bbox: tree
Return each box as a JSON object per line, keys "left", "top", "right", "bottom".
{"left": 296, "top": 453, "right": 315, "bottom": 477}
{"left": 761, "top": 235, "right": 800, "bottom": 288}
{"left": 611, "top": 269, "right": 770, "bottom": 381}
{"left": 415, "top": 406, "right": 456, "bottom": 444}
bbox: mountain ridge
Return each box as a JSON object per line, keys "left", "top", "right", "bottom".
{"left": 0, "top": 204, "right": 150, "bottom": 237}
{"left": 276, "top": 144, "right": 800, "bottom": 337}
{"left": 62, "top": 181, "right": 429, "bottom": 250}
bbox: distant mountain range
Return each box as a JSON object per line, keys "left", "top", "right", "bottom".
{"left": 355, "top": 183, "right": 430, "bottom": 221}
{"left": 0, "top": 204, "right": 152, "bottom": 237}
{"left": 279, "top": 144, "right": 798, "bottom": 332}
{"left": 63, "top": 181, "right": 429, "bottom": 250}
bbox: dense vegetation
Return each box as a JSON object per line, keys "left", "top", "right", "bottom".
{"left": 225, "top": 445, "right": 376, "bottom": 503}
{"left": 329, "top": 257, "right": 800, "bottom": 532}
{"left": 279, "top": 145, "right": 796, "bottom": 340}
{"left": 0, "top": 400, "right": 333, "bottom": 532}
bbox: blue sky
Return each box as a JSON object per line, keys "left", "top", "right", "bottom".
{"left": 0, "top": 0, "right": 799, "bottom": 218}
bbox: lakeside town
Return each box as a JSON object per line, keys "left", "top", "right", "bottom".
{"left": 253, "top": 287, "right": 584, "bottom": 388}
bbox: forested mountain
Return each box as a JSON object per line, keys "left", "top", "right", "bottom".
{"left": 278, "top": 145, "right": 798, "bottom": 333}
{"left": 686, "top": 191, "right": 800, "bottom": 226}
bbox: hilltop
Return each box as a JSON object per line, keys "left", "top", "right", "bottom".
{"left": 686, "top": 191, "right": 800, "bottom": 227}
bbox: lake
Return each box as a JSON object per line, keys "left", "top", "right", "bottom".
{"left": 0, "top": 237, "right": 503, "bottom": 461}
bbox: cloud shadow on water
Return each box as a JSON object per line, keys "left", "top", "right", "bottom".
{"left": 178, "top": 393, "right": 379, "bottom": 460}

Task to carry out
Each entry above is to be printed again exactly.

Result of the task
bbox: tree
Return each box as a JSON object per line, keys "left", "top", "right", "bottom".
{"left": 296, "top": 453, "right": 315, "bottom": 477}
{"left": 761, "top": 235, "right": 800, "bottom": 288}
{"left": 611, "top": 269, "right": 770, "bottom": 381}
{"left": 415, "top": 406, "right": 456, "bottom": 444}
bbox: mountain ridge
Return each box as a JSON object per line, keys "left", "top", "right", "bottom".
{"left": 0, "top": 204, "right": 150, "bottom": 237}
{"left": 276, "top": 144, "right": 800, "bottom": 337}
{"left": 62, "top": 181, "right": 429, "bottom": 250}
bbox: distant mountain range
Return each box as a JSON object per line, keys "left", "top", "right", "bottom".
{"left": 355, "top": 183, "right": 430, "bottom": 221}
{"left": 0, "top": 204, "right": 152, "bottom": 237}
{"left": 279, "top": 144, "right": 798, "bottom": 332}
{"left": 63, "top": 181, "right": 429, "bottom": 250}
bbox: dense vegetation
Return each box as a JSON object per line, keys "left", "top", "right", "bottom".
{"left": 225, "top": 445, "right": 376, "bottom": 503}
{"left": 329, "top": 257, "right": 800, "bottom": 532}
{"left": 279, "top": 145, "right": 796, "bottom": 340}
{"left": 0, "top": 400, "right": 333, "bottom": 532}
bbox: blue sky
Return each box as a JSON object per line, keys "left", "top", "right", "bottom".
{"left": 0, "top": 0, "right": 799, "bottom": 218}
bbox: lakeside town
Return each box as a JSON object per line, keys "left", "top", "right", "bottom".
{"left": 253, "top": 287, "right": 584, "bottom": 388}
bbox: forested mountain
Return each box as a JSON object per line, keys "left", "top", "right", "bottom".
{"left": 278, "top": 145, "right": 798, "bottom": 333}
{"left": 686, "top": 191, "right": 800, "bottom": 226}
bbox: hilltop
Return each box as a JSON object per line, keys "left", "top", "right", "bottom".
{"left": 686, "top": 191, "right": 800, "bottom": 227}
bbox: lake
Return each box as a JSON object per line, keys "left", "top", "right", "bottom".
{"left": 0, "top": 237, "right": 503, "bottom": 461}
bbox: cloud shadow on water
Return each box as a JSON object per line, keys "left", "top", "right", "bottom".
{"left": 178, "top": 393, "right": 379, "bottom": 460}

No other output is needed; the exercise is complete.